Direction:
Rewrite the part of the listing that opens with the line containing "Query: vertical banner" and closes with the line containing "Give the mask of the vertical", substituting "hanging flag" for "vertical banner" and leaving everything else unchanged.

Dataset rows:
****

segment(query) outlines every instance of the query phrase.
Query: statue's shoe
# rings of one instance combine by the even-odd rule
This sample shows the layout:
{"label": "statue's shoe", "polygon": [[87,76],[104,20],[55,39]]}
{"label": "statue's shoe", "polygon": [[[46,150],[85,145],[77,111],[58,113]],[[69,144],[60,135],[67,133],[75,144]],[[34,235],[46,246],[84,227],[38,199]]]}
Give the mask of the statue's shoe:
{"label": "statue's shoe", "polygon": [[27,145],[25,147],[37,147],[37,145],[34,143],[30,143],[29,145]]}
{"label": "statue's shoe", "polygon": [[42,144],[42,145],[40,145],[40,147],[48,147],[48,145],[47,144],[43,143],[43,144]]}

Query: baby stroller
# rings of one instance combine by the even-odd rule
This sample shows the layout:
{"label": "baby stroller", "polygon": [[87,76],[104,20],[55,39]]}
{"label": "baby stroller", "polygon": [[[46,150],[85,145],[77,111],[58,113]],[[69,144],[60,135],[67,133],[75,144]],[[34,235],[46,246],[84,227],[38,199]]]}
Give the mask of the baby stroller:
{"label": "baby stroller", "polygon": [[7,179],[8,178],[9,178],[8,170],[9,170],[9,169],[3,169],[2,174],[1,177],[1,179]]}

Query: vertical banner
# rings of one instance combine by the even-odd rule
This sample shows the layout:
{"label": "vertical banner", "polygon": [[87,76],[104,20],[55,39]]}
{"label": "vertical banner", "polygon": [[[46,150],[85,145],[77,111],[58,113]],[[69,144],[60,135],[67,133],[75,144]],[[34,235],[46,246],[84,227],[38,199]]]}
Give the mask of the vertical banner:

****

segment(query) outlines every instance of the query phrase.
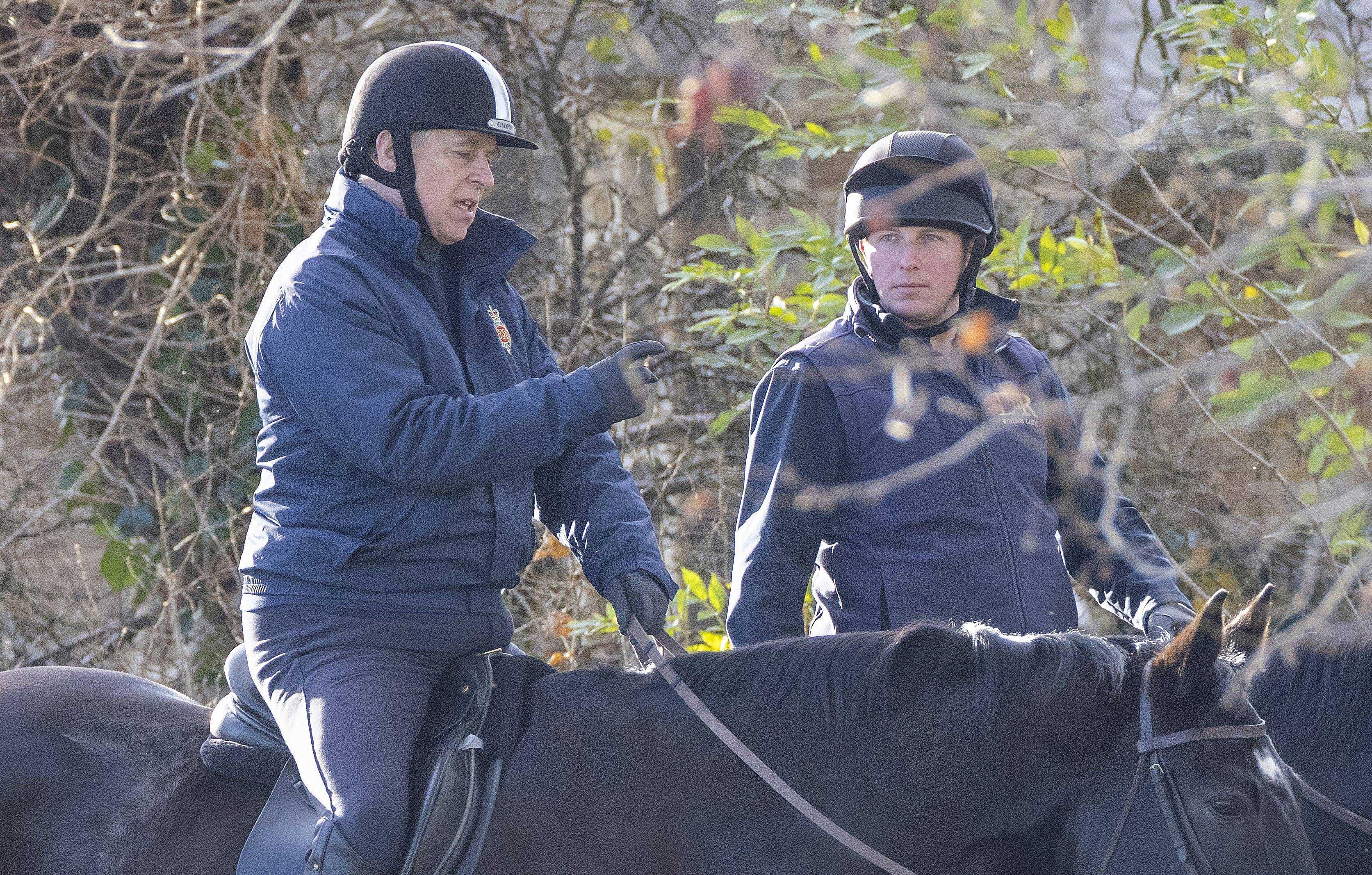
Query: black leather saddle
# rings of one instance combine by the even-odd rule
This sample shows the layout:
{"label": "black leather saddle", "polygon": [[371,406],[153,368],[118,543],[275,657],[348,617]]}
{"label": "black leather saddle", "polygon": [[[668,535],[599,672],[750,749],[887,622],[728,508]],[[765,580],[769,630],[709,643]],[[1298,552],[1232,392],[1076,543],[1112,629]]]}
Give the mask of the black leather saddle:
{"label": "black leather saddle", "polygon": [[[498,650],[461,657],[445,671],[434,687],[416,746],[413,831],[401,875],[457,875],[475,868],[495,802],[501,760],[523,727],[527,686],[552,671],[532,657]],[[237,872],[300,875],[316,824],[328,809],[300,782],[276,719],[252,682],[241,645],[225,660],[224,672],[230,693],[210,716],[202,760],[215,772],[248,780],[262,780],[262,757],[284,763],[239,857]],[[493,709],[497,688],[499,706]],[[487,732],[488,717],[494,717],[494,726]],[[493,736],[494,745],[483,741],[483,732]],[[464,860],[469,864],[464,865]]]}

****

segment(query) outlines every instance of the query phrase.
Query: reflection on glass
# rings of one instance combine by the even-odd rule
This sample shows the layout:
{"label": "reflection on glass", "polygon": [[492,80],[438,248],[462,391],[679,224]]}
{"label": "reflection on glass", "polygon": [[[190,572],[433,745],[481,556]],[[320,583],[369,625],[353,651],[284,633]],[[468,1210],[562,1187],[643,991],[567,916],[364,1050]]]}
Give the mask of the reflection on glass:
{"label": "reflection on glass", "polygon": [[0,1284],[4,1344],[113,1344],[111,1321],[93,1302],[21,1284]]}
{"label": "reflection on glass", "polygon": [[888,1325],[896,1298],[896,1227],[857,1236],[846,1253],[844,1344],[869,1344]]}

****

Expected answer:
Query: hanging flag
# rings of one instance combine by the even-odd rule
This sample shows the layout:
{"label": "hanging flag", "polygon": [[87,76],[104,20],[55,39]]}
{"label": "hanging flag", "polygon": [[[46,150],[85,145],[77,111],[58,113]],[[69,144],[60,135],[67,133],[75,144]],[[34,235],[46,246],[84,227],[38,199]]]}
Give the mask of the hanging flag:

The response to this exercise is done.